Oleh: Darsono Yusin Sali
(Sekretaris Umum HMI
Cabang Mataram)
Hadirnya
berbagai media masa menjadi bukti bahwa dunia teknologi begitu pesat
perkembangannya. Hal ini sebagaimana telah diramalkan oleh Alvin Tofler dengan
kategorisasi perkembangan kehidupan masyarakat sebagai petanda bahwa telah terjadi
pergeseran “paradigma” dalam bahasanya Tomas Khun melihat trend yang berkembang
di masyarakat dewasa ini. Diantaranya ialah gelombang masyarakat
agraris, masyarakt industri, dan masyarakat informasi.
Mungkin
diabad-abad sebelum terjadinya revolusi di Inggris dan Prancis yang selanjutnya
menjadi petanda awal bagi kemajuan bangsa-bangsa Eropa dan seiring dengan revolusi
pada konteks beragama bangsa Eropa yang mulai melihat perlunya pemisahan antara
‘ruang-ruang’ Tuhan sebagai sesuatu yang sangat privasi berganti menuju ruang
humanity antroposentris yang lebih terbuka dan publisities. Meski
kemunculan ide yang sangat revolusioner yang demikian pada saat itu memunculkan
ketegangan antara otoritas gereja di satu pihak dan kaum ilmuan-intelektual di
pihak yang lain telah mencetuskan terjadinya mihnah-inqutition, namun
dengan kesadaran penuh masyarakat Eropa menerimanya sebagai suatu keniscayaan
yang harus dilewati seolah mengamini apa yang disampaikan oleh Auguste Comte
(1798-1857) halnya dengan perkembangan masyarakat dari tahap teologis-magis, metafisika-supra
magis sampai dengan logis-positivistik sekarang ini. Sehinga demikian, Eropa melihat
kehidupan dunia murni ‘profan’ yang tidak terkait sama sekali dengan kehidupan
ukhrawi yang lebih bersifat ‘sakral’.

════════

▶ Soal untuk Dikerjakan:
1) Apa jabatan penulis teks pilihan?
2) Salin bagian teks pilihan, mulai dari kata-kata yang memuat "Oleh: Darsono Yusin" dan berhenti setelah "dan masyarakat informasi.".
Catatan yang menyusul tidak berperan apa pun di sini.

▶ Informasi yang Ditampilkan:
════════

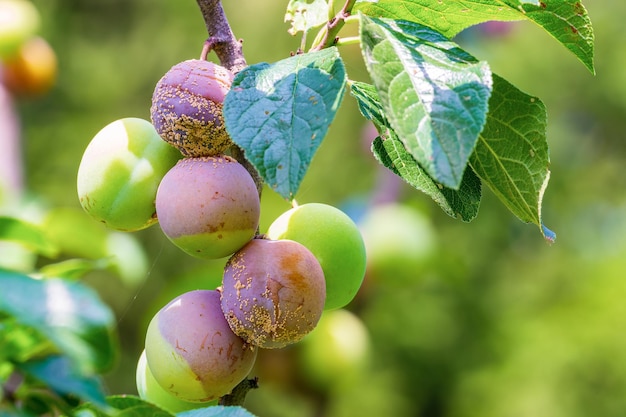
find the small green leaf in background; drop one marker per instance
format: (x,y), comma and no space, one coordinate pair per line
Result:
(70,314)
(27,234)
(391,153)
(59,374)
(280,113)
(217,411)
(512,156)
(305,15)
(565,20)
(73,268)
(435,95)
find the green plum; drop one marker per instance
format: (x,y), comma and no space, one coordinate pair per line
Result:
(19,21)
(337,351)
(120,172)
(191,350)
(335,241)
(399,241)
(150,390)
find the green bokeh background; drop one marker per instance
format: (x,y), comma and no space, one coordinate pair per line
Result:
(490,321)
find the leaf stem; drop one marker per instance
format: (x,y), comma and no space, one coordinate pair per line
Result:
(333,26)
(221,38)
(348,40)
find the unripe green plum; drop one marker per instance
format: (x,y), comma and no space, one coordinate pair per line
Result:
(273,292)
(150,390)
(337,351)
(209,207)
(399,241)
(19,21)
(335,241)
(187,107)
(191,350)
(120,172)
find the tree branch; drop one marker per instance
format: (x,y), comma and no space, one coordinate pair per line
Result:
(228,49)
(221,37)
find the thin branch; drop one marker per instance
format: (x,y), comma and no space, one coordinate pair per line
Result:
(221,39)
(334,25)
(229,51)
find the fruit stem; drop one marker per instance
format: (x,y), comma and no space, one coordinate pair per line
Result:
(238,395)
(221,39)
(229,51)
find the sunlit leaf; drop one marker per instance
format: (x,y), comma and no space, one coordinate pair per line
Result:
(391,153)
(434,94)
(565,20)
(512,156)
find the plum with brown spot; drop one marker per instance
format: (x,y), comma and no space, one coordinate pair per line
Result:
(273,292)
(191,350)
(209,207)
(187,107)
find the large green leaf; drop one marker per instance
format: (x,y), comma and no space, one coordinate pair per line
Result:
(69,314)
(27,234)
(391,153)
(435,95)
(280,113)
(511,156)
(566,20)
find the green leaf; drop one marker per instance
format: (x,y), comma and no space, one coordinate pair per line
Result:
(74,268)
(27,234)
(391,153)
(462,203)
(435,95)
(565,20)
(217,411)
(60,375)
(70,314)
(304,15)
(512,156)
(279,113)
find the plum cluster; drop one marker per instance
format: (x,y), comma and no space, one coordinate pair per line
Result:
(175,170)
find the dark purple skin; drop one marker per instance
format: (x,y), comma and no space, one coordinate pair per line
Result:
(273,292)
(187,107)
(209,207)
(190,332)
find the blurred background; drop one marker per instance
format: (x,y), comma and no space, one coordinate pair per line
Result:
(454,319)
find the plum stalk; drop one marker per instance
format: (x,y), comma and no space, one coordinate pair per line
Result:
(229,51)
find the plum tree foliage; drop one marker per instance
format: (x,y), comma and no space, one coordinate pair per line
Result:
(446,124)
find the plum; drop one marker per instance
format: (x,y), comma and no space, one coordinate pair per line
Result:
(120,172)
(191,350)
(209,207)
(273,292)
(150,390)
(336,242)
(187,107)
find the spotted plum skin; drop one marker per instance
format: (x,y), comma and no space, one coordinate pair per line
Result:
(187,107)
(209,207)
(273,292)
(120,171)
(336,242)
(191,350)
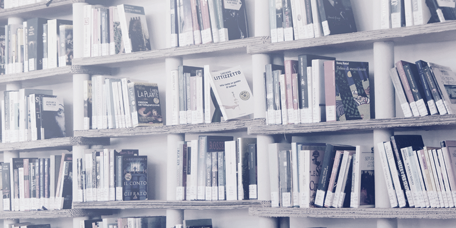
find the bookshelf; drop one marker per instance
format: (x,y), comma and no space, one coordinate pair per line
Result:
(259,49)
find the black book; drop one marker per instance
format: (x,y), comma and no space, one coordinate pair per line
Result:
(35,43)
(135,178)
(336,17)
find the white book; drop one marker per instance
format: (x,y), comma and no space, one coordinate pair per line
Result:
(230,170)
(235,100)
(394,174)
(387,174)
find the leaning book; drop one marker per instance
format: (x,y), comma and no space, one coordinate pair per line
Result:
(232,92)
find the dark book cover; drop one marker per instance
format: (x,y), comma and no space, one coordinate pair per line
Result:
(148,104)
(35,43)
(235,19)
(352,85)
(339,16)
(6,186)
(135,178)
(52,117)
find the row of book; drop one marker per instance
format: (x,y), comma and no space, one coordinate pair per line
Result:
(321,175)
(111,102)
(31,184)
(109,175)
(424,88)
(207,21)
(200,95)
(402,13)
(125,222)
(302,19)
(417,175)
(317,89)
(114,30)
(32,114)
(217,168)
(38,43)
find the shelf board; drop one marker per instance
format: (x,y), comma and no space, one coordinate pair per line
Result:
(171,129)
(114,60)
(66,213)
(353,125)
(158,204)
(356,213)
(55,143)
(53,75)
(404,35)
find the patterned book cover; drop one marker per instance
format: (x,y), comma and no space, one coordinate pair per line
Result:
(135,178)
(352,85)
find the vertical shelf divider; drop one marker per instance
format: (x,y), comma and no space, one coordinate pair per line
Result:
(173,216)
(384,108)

════════

▶ Jawaban yang Diharapkan:
1) Sekretaris Umum HMI Cabang Mataram.

2)
Oleh: Darsono Yusin Sali
(Sekretaris Umum HMI
Cabang Mataram)
Hadirnya
berbagai media masa menjadi bukti bahwa dunia teknologi begitu pesat
perkembangannya. Hal ini sebagaimana telah diramalkan oleh Alvin Tofler dengan
kategorisasi perkembangan kehidupan masyarakat sebagai petanda bahwa telah terjadi
pergeseran “paradigma” dalam bahasanya Tomas Khun melihat trend yang berkembang
di masyarakat dewasa ini. Diantaranya ialah gelombang masyarakat
agraris, masyarakt industri, dan masyarakat informasi.